*Reading passage*
■ ■ ■

US6597137B1

US6597137B1 - Method and device for transmitting and receiving a control signal to a vehicle

Info

Publication number: US6597137B1
Application number: US09/914,011
Authority: US
Inventors: Gerd Griepentrog; Reinhard Maier; Peter Priebe; Egid Schneider
Original assignee: Siemens AG
Current assignee: Siemens AG
Priority date: 1999-02-22
Filing date: 2000-02-22
Publication date: 2003-07-22
Anticipated expiration: 2020-02-22
Also published as: CN1151939C; TW513363B; ES2199797T3; DE19909243C1; EP1154924A1; EP1154924B1; KR100697420B1; DE50002169D1; RU2232691C2; KR20010102266A; WO2000050286A1; DK1154924T3; ATE240231T1; CN1340011A

Abstract

The invention relates to a method for transmitting a control signal to a vehicle which is driven using an electrical drive current which is fed into a traction current conductor at a drive current feed point. In order to ensure that the transmission of the control signal is very largely unaffected by interference frequency components included in the drive current, according to the invention one current sensor, which is located outside the line section, is used to receive the control signal.

Description

This application claims priority to International Application No. PCT/DE00/00557 which was published in the German language on Feb. 22, 2000.

TECHNICAL FIELD OF THE INVENTION

The invention relates to a method and device for transmitting a control signal to a vehicle, and in particular, to a vehicle which is driven using an electrical drive current which is fed into a traction current conductor at a drive current feed point.

BACKGROUND OF THE INVENTION

German laid-open application 1 405 691 discloses a control signal which is fed, with commands or information for a rail vehicle, from a fixed command point into a contact wire as a traction current conductor. The electrical return flow of the control signal is ensured by the running rails and by suction circuits which are connected to the running rails and to the contact wire. The suction circuits are series resonant circuits which have low impedance for the control signals and high impedance for a drive current which is also transmitted via the contact wire. The drive current is used to drive the rail vehicle and is fed into the contact wire at a drive current feed point. The rail vehicle has a drive current collector via which the drive current flows into the rail vehicle. A line section is therefore formed by the drive current feed point and the position of the drive current collector. In order to receive the control signal, the rail vehicle is equipped with two current sensors, in the form of two coils, which are coupled inductively to the contact wire. One of the two current sensors is mounted at one end of the vehicle and the other of the two current sensors is mounted at the other end of the vehicle. As is also apparent from the laid-open application, both current sensors are used to receive the current signal.

SUMMARY OF THE INVENTION

In one embodiment of the invention, there is a method for transmitting a control signal to a vehicle which is driven using an electrical drive current for a drive motor comprising, feeding the control signal into a traction current conductor, the drive motor for the control signal having a high impedance such that the control signal flows away through the drive motor to a negligibly small degree; receiving the control signal at the vehicle using a current sensor which is inductively coupled to the traction current conductor; and providing a single current sensor, which is located outside a line section, to receive the control signal.

■ ■ ■

Collected data entries:
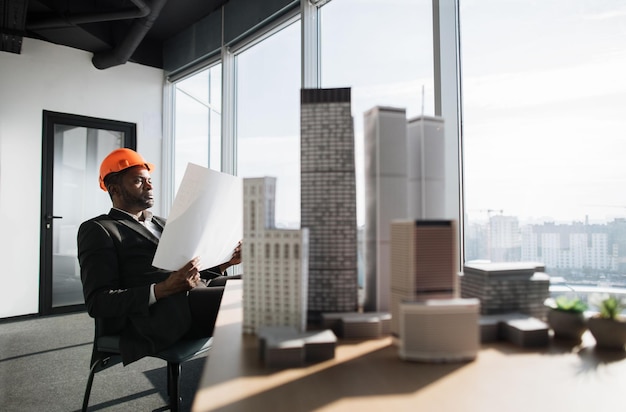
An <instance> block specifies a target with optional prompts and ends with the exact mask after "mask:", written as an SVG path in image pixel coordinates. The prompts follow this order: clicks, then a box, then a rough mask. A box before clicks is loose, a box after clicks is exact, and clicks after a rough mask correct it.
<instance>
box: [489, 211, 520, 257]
mask: <svg viewBox="0 0 626 412" xmlns="http://www.w3.org/2000/svg"><path fill="white" fill-rule="evenodd" d="M488 241H489V245H488V250H489V260H491V261H492V262H515V261H518V260H520V257H521V240H520V227H519V220H518V219H517V217H515V216H504V215H495V216H491V218H490V219H489V238H488Z"/></svg>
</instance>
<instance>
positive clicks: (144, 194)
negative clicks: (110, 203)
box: [114, 166, 154, 213]
mask: <svg viewBox="0 0 626 412" xmlns="http://www.w3.org/2000/svg"><path fill="white" fill-rule="evenodd" d="M115 200H116V203H117V204H114V206H115V207H118V208H120V209H122V210H126V211H127V212H131V213H138V212H141V211H142V210H145V209H148V208H150V207H152V206H153V205H154V197H153V196H152V180H151V178H150V172H148V170H147V169H146V168H145V167H143V166H135V167H132V168H130V169H129V170H128V171H127V172H126V173H124V176H122V182H121V184H120V185H119V191H118V193H117V196H116V198H115Z"/></svg>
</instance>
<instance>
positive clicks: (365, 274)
mask: <svg viewBox="0 0 626 412" xmlns="http://www.w3.org/2000/svg"><path fill="white" fill-rule="evenodd" d="M364 135H365V198H366V199H367V200H366V211H365V262H366V263H365V303H364V308H365V310H366V311H377V310H382V311H386V310H389V309H390V302H391V294H390V287H391V284H390V270H391V260H390V242H391V235H390V231H391V222H392V220H393V219H442V218H443V217H444V216H443V213H444V211H445V157H444V143H445V142H444V135H443V119H442V118H439V117H429V116H419V117H416V118H413V119H410V120H408V121H407V119H406V110H405V109H400V108H393V107H380V106H379V107H374V108H372V109H370V110H368V111H367V112H366V113H365V114H364Z"/></svg>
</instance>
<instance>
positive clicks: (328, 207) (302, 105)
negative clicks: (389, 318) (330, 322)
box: [300, 88, 358, 319]
mask: <svg viewBox="0 0 626 412" xmlns="http://www.w3.org/2000/svg"><path fill="white" fill-rule="evenodd" d="M300 113H301V114H300V120H301V121H300V131H301V137H300V138H301V149H300V150H301V158H300V162H301V177H300V179H301V189H300V190H301V202H300V203H301V204H300V207H301V227H303V228H308V229H309V291H308V293H309V296H308V312H309V319H312V318H318V317H319V316H320V314H321V313H322V312H349V311H356V310H357V308H358V295H357V294H358V291H357V287H358V285H357V224H356V181H355V162H354V124H353V119H352V114H351V102H350V89H349V88H340V89H302V90H301V112H300Z"/></svg>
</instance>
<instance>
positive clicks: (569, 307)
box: [546, 295, 587, 341]
mask: <svg viewBox="0 0 626 412" xmlns="http://www.w3.org/2000/svg"><path fill="white" fill-rule="evenodd" d="M546 306H548V308H549V310H548V325H550V328H551V329H552V330H553V331H554V337H555V338H558V339H567V340H575V341H580V340H581V337H582V335H583V333H585V331H586V330H587V322H586V319H585V310H587V304H586V303H585V302H584V301H583V300H581V299H580V298H579V297H573V298H570V297H567V296H565V295H561V296H558V297H557V298H556V299H552V298H550V299H548V300H546Z"/></svg>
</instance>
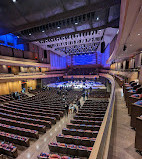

■ ■ ■

*Requirement A*
In the patent text on control signal transmission, what kind of circuits are the suction circuits described in the background section?
*Requirement B*
Extend the patent text on transmitting a control signal to a vehicle, starting after its final sentence.

*Task result A*
They are series resonant circuits with low impedance for the control signals and high impedance for the drive current.

*Task result B*
In one aspect of the invention, there is the control signal from the traction current conductor to a return conductor of the control signal via a low-impedance suction filter for the control signal, the suction filter arranged on the vehicle such that the current sensor is located spatially between a control signal feed point of the traction current conductor and the suction filter.

In another aspect of the invention, there is the control signal from the traction current conductor to a return conductor of the control signal via a low-impedance suction filter for the control signal, the suction filter is fixedly arranged in such that the current sensor is located spatially between a control signal feed point of the traction current conductor and the suction filter.

In still another aspect of the invention, there is a binary coded signal is transmitted as the control signal.

In yet another aspect of the invention, there is an FSK signal, an OFDM signal or a spread spectrum signal is transmitted as the binary coded signal.

In still another aspect of the invention, measuring the current in the traction current conductor using two current sensors which are arranged on each side of the drive current collector; and selecting the current measuring value of the current sensor which has the lower reception power to receive the control signal.

In one embodiment of the invention, there is a receiver device for a vehicle which has a drive current collector and a drive motor, the device receiving a control signal which is transmitted to the vehicle via a traction current conductor, the receiver device comprising, two current sensors which are coupled to the traction current conductor, one of which is arranged ahead of the drive current collector in the direction of travel and the other of which is arranged behind the drive current collector in the direction of travel; and a switching device which is connected to the two current sensors and the that current sensor which has the lower overall reception power to receive the control signal.

In one aspect of the invention, there is the traction current conductor is electrically connected to the vehicle by a drive current collector, where the drive current collector is in a position such that it forms a line section with a drive current feed point.

In another aspect of the invention, there is an FSK signal, an OFDM signal or a spread spectrum signal is transmitted as the binary coded signal.

BRIEF DESCRIPTION OF THE DRAWINGS

FIG. 1 illustrates an exemplary embodiment for a receiver device according to the invention.

DETAILED DESCRIPTION OF THE PREFERRED EMBODIMENTS

The invention relates to a method and device for transmitting a control signal to a vehicle, and in particular, to a vehicle which is driven using an electrical drive current which is fed into a traction current conductor at a drive current feed point. The vehicle is electrically connected to the traction current conductor by means of a drive current collector, in such a position that the drive current collector forms, together with the drive current feed point, a line section, in which method the control signal is fed into the traction current conductor and the control signal is received at the vehicle end using a current sensor which is inductively coupled to the traction current conductor.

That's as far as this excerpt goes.